WHAT TO PRODUCE — Search the data below for the line containing "Q: Tag each instance of the adult", then please set down that line and all remaining ones exactly as written.

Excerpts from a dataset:
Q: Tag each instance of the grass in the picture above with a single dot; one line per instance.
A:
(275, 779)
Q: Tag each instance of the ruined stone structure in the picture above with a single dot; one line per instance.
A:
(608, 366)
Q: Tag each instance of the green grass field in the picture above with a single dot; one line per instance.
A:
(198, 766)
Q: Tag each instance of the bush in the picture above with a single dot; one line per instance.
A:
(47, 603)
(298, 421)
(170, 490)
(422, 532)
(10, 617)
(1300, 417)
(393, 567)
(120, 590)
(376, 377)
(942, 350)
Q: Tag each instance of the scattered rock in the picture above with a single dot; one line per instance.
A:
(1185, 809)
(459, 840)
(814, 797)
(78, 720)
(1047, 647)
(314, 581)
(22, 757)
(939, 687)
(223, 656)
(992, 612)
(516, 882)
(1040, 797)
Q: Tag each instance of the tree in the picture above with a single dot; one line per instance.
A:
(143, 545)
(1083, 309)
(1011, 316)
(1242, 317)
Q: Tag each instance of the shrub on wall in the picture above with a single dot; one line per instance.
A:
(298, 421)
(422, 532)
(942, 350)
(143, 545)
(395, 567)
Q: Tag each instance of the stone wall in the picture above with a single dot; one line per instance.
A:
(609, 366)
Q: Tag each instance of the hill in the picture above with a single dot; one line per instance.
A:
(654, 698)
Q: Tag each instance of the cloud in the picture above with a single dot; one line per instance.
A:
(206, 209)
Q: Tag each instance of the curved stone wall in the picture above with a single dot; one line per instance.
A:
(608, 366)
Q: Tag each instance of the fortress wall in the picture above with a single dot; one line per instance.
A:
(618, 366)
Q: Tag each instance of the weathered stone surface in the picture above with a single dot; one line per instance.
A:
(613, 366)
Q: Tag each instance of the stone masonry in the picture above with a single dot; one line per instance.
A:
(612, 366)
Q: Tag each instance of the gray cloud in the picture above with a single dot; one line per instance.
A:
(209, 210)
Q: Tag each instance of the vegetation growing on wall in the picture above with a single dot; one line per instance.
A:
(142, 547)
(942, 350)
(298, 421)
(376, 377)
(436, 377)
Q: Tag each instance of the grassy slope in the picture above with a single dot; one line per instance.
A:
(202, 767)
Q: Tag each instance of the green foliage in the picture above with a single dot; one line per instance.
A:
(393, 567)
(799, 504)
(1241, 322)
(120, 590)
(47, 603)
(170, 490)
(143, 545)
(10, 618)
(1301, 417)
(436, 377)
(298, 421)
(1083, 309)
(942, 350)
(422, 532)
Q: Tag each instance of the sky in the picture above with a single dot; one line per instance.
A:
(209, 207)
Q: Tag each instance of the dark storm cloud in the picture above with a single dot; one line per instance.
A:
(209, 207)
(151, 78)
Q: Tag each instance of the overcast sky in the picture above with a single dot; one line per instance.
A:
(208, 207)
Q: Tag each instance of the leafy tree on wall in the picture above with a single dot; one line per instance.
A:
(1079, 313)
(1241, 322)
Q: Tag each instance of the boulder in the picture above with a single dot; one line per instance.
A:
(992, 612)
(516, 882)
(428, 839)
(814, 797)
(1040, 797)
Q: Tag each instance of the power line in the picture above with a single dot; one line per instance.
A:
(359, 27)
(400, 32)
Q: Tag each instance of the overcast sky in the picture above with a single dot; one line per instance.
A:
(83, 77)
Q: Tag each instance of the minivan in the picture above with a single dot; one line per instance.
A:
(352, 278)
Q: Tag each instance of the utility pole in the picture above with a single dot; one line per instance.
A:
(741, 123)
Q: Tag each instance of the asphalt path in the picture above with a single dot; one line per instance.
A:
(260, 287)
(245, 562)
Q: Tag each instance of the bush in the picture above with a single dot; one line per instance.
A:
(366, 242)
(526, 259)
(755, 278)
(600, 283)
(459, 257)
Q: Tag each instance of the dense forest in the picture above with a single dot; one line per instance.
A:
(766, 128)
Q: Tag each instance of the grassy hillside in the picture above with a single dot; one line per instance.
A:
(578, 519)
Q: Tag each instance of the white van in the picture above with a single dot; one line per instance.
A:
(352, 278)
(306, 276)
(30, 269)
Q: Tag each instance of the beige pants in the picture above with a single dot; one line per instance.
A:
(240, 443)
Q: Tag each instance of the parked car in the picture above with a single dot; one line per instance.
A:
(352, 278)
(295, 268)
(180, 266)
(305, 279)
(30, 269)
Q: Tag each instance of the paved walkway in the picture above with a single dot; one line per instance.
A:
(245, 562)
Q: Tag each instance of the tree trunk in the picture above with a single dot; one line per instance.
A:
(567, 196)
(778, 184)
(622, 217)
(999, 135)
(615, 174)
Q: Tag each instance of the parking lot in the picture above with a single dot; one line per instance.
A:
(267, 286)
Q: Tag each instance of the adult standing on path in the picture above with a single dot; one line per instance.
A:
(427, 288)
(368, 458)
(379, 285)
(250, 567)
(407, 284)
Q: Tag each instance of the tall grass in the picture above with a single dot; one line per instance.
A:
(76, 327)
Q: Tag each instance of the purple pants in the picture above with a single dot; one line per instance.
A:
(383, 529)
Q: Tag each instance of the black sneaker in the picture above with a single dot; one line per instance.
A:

REPLY —
Q: Tag each instance of the adult standing on path in the picture above with a single dot; one line per instance.
A:
(427, 288)
(368, 458)
(379, 285)
(250, 567)
(407, 284)
Q: Tag each instance of the tall grass in the picture above with a single dot; one line per instance.
A:
(76, 327)
Q: Tag each instance of the purple pants in the picture above with a single dot; one line per instance.
A:
(383, 529)
Q: Tag each instance of the black sneaker in the picture above with a single dot; one line per instance.
A:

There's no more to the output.